◆ PROBLEM DETAILS
Starting at the line that contains "Keypoint placement: for each instance of the forest", write out every line through the last one in the records below, word for word. Leave out any pictures.

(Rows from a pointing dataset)
★ ★ ★

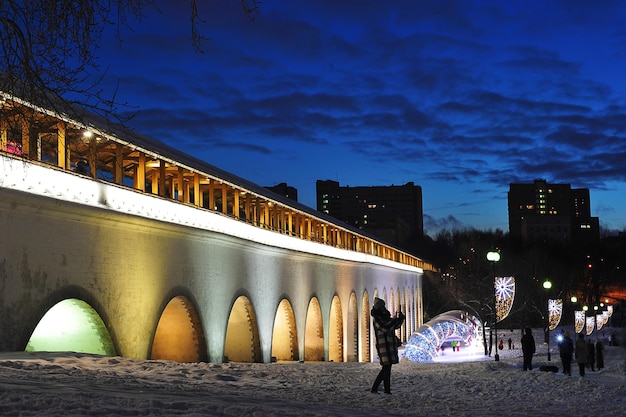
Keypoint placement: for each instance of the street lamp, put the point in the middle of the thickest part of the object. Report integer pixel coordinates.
(493, 257)
(547, 285)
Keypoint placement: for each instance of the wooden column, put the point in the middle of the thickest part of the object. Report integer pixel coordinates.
(181, 186)
(235, 203)
(3, 135)
(197, 194)
(118, 165)
(93, 150)
(140, 172)
(211, 195)
(224, 199)
(162, 178)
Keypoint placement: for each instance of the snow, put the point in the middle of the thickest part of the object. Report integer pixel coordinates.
(464, 383)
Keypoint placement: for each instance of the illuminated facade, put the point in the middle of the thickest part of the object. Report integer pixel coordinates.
(161, 256)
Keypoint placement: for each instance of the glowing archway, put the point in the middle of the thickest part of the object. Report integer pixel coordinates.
(424, 344)
(335, 332)
(352, 328)
(284, 335)
(314, 333)
(365, 328)
(242, 334)
(179, 335)
(71, 325)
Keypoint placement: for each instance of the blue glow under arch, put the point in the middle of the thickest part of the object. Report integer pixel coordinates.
(423, 345)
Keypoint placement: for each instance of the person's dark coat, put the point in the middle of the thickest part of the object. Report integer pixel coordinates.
(591, 354)
(581, 350)
(566, 347)
(600, 354)
(384, 330)
(528, 343)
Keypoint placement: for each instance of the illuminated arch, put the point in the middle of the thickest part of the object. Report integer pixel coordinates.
(365, 328)
(352, 329)
(424, 344)
(314, 332)
(335, 332)
(242, 334)
(555, 311)
(71, 325)
(179, 335)
(284, 335)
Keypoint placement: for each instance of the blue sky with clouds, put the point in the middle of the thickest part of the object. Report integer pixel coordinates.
(460, 97)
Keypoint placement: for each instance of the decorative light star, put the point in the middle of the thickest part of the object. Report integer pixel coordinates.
(579, 321)
(505, 293)
(555, 311)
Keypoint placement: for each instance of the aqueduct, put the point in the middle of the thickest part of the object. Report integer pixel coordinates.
(114, 244)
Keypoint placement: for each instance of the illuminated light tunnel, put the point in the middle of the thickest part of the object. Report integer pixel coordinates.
(179, 336)
(423, 345)
(71, 325)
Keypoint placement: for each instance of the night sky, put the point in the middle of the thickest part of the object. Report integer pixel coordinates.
(460, 97)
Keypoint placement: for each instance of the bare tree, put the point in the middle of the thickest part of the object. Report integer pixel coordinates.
(47, 47)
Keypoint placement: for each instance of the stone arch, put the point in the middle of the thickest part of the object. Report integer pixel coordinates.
(179, 335)
(352, 330)
(71, 325)
(335, 332)
(314, 332)
(242, 333)
(402, 307)
(284, 335)
(365, 328)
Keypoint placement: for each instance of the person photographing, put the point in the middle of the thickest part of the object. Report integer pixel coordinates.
(385, 326)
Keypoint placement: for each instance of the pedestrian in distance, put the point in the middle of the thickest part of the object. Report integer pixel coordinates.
(581, 353)
(600, 354)
(566, 351)
(385, 326)
(528, 349)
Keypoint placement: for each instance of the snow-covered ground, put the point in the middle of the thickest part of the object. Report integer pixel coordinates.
(459, 384)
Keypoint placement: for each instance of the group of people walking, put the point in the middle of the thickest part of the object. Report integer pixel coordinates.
(587, 354)
(385, 325)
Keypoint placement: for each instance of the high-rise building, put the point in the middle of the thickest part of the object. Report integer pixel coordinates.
(551, 212)
(392, 213)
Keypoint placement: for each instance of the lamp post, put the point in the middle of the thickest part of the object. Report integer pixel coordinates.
(548, 285)
(493, 257)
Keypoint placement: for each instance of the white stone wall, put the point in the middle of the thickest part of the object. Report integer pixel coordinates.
(128, 266)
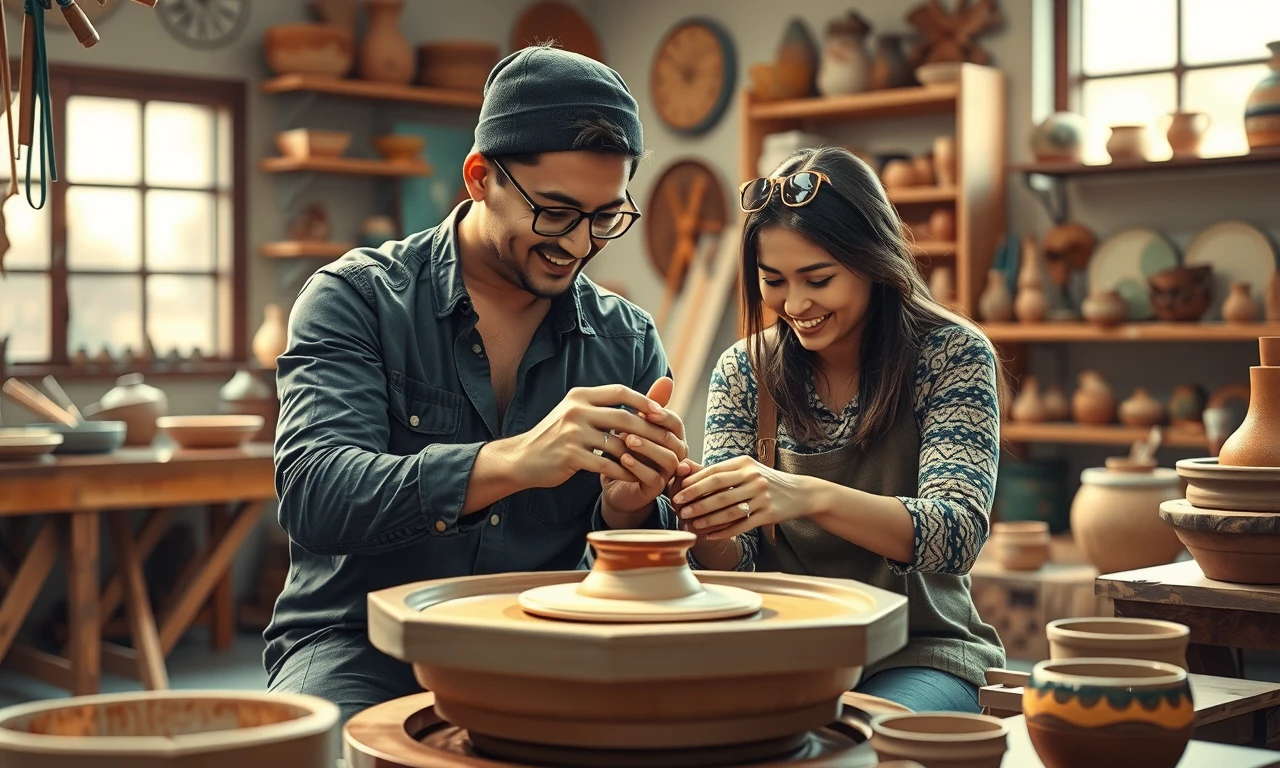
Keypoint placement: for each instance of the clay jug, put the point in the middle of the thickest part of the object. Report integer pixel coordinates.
(1115, 517)
(1256, 443)
(385, 54)
(845, 67)
(1028, 406)
(272, 337)
(996, 305)
(1141, 410)
(1239, 305)
(1093, 401)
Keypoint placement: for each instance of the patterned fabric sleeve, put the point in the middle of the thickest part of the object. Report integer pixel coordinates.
(731, 428)
(958, 414)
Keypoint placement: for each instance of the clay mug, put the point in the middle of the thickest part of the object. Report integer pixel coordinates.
(1185, 131)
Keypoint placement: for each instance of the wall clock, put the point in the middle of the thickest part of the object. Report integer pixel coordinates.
(693, 76)
(204, 23)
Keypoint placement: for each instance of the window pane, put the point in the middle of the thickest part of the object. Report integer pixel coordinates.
(179, 145)
(1127, 100)
(1223, 92)
(1228, 30)
(28, 233)
(182, 314)
(103, 138)
(105, 311)
(24, 316)
(179, 231)
(1124, 36)
(103, 228)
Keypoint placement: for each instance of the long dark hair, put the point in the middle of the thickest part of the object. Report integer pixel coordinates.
(851, 219)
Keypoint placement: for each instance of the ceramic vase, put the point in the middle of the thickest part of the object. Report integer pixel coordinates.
(385, 54)
(1093, 401)
(1109, 713)
(1256, 443)
(272, 337)
(1115, 517)
(845, 65)
(1239, 305)
(996, 305)
(1262, 109)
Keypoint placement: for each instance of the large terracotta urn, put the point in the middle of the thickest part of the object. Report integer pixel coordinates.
(1115, 517)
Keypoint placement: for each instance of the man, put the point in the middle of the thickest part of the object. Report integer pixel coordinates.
(464, 401)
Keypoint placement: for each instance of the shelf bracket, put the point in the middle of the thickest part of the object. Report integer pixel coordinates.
(1051, 192)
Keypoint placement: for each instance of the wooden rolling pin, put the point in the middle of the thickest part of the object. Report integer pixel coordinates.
(36, 402)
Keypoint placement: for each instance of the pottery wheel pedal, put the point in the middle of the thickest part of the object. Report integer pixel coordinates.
(639, 662)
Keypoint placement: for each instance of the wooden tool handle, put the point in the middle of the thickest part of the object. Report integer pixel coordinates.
(81, 26)
(36, 402)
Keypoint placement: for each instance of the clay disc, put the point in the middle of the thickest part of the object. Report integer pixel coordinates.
(561, 600)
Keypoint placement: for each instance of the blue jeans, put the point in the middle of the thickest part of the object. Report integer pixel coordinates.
(923, 689)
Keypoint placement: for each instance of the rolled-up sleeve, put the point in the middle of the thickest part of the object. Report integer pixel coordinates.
(339, 490)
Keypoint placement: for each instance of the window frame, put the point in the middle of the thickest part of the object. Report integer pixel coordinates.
(1068, 45)
(69, 80)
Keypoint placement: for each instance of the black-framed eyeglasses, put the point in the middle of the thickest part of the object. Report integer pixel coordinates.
(558, 220)
(796, 190)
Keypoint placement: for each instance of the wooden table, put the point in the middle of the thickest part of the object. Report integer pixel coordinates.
(1223, 617)
(74, 494)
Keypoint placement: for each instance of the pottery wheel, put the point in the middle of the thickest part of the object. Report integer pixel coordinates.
(714, 600)
(410, 734)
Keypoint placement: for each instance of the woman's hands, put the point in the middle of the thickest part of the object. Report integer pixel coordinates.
(737, 496)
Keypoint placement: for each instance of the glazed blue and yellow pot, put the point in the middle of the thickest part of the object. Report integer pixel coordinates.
(1106, 713)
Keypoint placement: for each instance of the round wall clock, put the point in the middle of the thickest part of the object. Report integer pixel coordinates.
(204, 23)
(694, 71)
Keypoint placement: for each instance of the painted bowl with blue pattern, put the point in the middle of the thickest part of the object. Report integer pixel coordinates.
(1104, 713)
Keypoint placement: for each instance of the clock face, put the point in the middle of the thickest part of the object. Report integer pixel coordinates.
(693, 76)
(204, 23)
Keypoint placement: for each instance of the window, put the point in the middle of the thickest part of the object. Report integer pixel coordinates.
(140, 243)
(1137, 60)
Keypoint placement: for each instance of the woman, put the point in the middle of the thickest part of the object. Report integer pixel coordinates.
(887, 425)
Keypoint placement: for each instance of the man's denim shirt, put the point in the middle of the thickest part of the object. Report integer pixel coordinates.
(384, 402)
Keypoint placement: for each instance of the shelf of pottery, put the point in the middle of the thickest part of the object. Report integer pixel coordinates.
(324, 58)
(949, 184)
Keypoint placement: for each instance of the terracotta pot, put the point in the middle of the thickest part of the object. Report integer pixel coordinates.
(950, 739)
(1093, 401)
(1257, 440)
(1144, 639)
(1115, 517)
(1141, 410)
(1105, 309)
(1109, 713)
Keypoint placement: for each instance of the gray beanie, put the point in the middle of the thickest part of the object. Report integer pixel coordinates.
(534, 97)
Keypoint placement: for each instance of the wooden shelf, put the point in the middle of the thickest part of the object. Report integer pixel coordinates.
(347, 165)
(1088, 434)
(1129, 332)
(915, 100)
(1070, 169)
(373, 90)
(304, 250)
(923, 195)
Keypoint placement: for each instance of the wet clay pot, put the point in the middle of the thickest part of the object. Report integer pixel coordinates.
(1109, 713)
(1115, 517)
(1257, 440)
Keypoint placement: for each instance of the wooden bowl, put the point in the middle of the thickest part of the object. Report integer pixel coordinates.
(178, 728)
(223, 430)
(307, 142)
(1234, 547)
(1118, 638)
(609, 685)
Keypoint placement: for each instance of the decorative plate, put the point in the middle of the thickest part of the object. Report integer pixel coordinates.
(1238, 252)
(1124, 261)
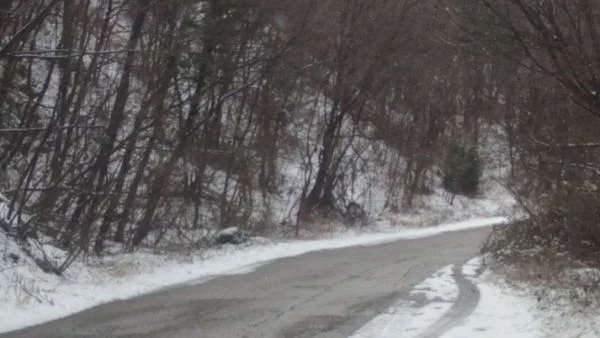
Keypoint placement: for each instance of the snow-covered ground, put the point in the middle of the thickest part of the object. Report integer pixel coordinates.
(28, 297)
(502, 310)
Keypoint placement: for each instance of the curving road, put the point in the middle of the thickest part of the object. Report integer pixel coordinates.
(327, 294)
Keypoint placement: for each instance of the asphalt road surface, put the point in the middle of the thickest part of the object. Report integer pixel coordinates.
(328, 294)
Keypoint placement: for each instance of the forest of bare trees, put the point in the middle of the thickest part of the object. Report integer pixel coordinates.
(127, 121)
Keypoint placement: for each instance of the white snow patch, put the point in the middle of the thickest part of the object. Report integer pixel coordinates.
(28, 297)
(502, 311)
(407, 319)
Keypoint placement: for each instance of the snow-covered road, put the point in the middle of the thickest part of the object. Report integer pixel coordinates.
(363, 279)
(459, 302)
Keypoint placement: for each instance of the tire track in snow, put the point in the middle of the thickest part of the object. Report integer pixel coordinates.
(468, 298)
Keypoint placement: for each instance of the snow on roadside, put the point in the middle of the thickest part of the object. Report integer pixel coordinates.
(502, 311)
(28, 297)
(409, 318)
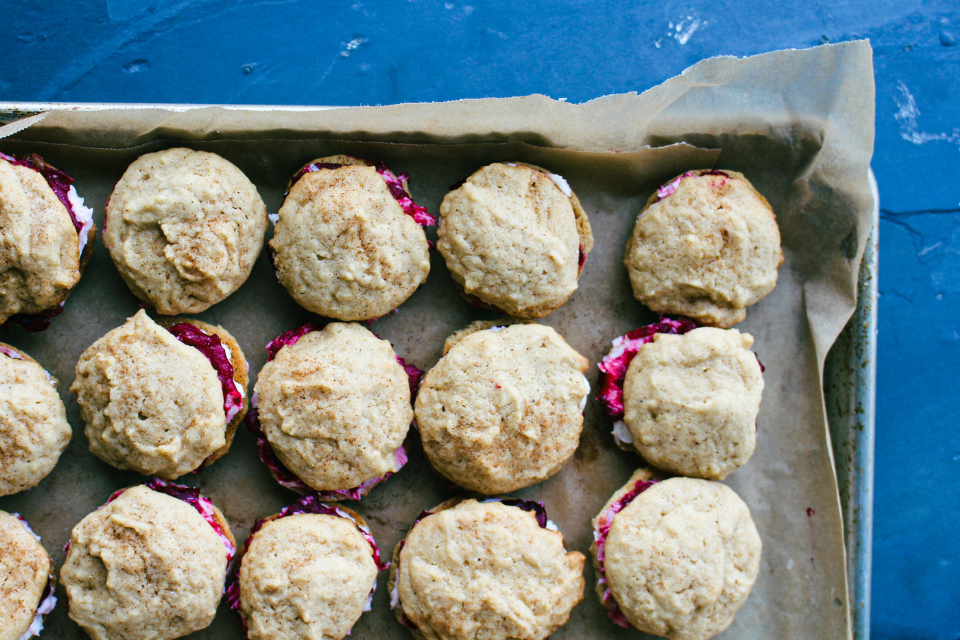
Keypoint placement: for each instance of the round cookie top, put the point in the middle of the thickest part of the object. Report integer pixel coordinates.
(184, 229)
(486, 570)
(503, 407)
(26, 571)
(305, 576)
(335, 406)
(682, 557)
(343, 246)
(150, 403)
(706, 246)
(145, 566)
(39, 245)
(691, 401)
(33, 423)
(515, 237)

★ ★ ★

◆ RESPONSE TO THIS EXERCISE
Keypoint placement: for each instance of the forest of bare trees, put the point in the middle of the thickest part of the object. Report integer pixel coordinates.
(127, 121)
Keypoint placement: for each instance of the white snow patch, put the point in the middle of the thickest part of the object. Report integer pixel coordinates.
(28, 297)
(502, 311)
(407, 319)
Keypoint placement: for each instance of the snow-covered road, put the point in the middle of the thickest part of the object. Report integer pixel coordinates.
(363, 279)
(459, 302)
Keypoint placement: for each instance of the tire track in snow, put the point in the middle of the thickest part of the object. Report integer pixel coordinates.
(468, 298)
Keypoint placement: for each instance of the snow on roadside, put the point in the middle of the thickest part of the object. Report integer pixel coordinates.
(502, 311)
(28, 297)
(409, 318)
Keypoint placement: for each instance of the round cookie top, put the point in the middle of the thickest part of the object. Report integer pixel coordinates.
(184, 229)
(486, 570)
(503, 407)
(26, 571)
(305, 576)
(335, 406)
(682, 557)
(343, 246)
(150, 403)
(706, 246)
(145, 566)
(39, 245)
(691, 401)
(33, 423)
(515, 237)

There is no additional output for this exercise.